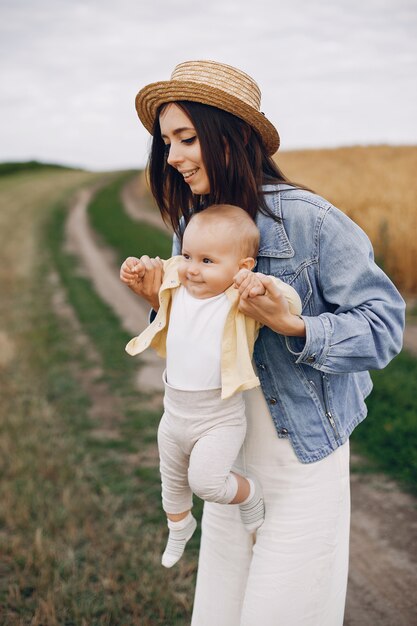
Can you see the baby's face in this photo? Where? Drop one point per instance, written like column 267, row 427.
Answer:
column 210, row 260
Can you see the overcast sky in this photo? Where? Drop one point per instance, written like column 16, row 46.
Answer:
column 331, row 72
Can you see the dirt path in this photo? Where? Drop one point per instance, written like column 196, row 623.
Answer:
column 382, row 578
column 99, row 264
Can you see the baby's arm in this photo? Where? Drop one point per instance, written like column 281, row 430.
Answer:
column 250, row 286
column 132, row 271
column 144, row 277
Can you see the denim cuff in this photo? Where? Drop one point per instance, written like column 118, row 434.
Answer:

* * *

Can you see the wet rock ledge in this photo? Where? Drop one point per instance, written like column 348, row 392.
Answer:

* * *

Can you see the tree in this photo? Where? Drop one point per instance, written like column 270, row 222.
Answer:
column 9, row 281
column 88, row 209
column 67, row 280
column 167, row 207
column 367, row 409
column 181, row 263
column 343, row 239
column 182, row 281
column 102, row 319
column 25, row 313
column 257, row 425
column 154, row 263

GOAL: Convert everything from the line containing "Can you see the baby's face" down to the line containing "column 99, row 264" into a two-column CSV with the header row text,answer and one row per entry. Put each entry's wording and its answer in separate quoted fields, replacing any line breaks with spaces.

SOLUTION:
text,answer
"Can you see the baby's face in this photo? Where? Drop one point per instance, written like column 267, row 427. Answer:","column 210, row 260"
"Can you see the overcast sky in this photo? Where? Drop one point per instance, written like column 16, row 46. Answer:","column 331, row 72"
"Can you see the dirt path in this photo? Where? Drop one point per instance, written like column 196, row 623. Answer:","column 382, row 578 column 99, row 264"